> Directive a: In the saved entries, start at the line containing "Where can the woman's rolled" and stop after the line containing "<point>118,326</point>". Reproduce those lines, requests included, adding 72 to every coordinate in the answer points while leaving the format samples in the requests unchanged.

> Excerpt provided:

- Abbreviation: ZNAM
- Leader: Maksim Dimitrievski
- Founder: Maksim Dimitrievski
- Founded: 9 October 2023
- Registered: 23 December 2023
- Split from: Social Democratic Union of Macedonia
- Headquarters: Skopje, Bulevar Sveti Kliment Ohridski 66
- Ideology: Macedonian nationalism Left-wing nationalism
- Political position: Centre-left to left-wing
- Colours: Blue Red Yellow
- Assembly: 6 / 120
- Mayors: 1 / 81
- Local councils: 44 / 1,345
- Skopje city council: 1 / 45

Website
- dvizenjeznam.org.mk

= For Our Macedonia =

For Our Macedonia (ZNAM, lit. 'I Know'; За Наша Македонија;) is a political party in North Macedonia founded by former SDSM member and current Mayor of Kumanovo, Maksim Dimitrievski.

== Ideology ==
Maksim Dimitrievski describes his views as socially and economically left-wing, but nationally right of centre.

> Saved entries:
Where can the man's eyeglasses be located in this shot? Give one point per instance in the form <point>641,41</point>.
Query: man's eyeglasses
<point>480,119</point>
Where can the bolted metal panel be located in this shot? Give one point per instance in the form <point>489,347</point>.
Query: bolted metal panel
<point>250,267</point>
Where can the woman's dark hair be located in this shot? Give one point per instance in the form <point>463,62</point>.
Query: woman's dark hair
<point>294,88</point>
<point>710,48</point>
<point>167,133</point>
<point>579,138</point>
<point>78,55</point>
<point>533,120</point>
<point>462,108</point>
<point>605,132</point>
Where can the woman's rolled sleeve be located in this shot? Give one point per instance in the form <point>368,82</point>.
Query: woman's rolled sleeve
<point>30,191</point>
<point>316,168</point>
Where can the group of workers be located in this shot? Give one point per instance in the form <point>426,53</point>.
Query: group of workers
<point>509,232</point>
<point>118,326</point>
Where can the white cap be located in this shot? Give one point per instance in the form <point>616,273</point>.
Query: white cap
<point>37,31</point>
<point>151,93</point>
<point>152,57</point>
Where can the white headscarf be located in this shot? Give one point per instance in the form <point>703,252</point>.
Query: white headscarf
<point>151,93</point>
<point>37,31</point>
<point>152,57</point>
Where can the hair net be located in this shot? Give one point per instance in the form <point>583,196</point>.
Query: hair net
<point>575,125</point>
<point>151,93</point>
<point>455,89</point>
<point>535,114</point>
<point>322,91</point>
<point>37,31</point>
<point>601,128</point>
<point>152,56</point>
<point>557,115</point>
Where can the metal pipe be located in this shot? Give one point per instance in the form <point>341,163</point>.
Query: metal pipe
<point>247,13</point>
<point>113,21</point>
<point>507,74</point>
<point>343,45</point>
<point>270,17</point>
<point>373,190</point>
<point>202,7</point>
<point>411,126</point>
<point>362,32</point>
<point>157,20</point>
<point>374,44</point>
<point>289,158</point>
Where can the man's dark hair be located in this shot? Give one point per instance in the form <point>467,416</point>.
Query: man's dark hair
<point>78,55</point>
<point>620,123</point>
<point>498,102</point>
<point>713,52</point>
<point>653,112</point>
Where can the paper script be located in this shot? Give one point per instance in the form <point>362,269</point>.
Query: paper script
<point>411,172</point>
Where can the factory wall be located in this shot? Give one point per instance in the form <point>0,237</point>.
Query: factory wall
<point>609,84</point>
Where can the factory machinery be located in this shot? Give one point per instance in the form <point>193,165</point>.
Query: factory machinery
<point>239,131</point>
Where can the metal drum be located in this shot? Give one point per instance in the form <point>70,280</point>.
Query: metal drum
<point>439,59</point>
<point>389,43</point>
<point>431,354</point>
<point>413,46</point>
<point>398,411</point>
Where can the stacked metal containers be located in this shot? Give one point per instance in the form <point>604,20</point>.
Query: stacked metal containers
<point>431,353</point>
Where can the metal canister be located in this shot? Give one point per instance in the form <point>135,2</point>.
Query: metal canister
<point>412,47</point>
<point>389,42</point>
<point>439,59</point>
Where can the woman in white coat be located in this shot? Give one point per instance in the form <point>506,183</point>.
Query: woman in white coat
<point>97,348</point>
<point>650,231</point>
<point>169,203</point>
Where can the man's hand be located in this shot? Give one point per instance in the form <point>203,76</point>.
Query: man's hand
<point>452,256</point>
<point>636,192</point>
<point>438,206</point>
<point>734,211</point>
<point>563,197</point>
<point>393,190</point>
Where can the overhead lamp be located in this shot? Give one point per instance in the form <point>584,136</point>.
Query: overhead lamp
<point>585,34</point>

> Directive b: Name every color listed for the party in the For Our Macedonia text.

> Correct output a:
Where can the woman's rolled sleeve be located in this shot? Give one point per instance in the form <point>368,82</point>.
Query: woman's rolled sleeve
<point>102,263</point>
<point>388,240</point>
Where can the group of workers be located in this shot? Give one point per instance in the form <point>426,53</point>.
Query: group of workers
<point>581,304</point>
<point>190,398</point>

> Correct output b: Blue, Red, Yellow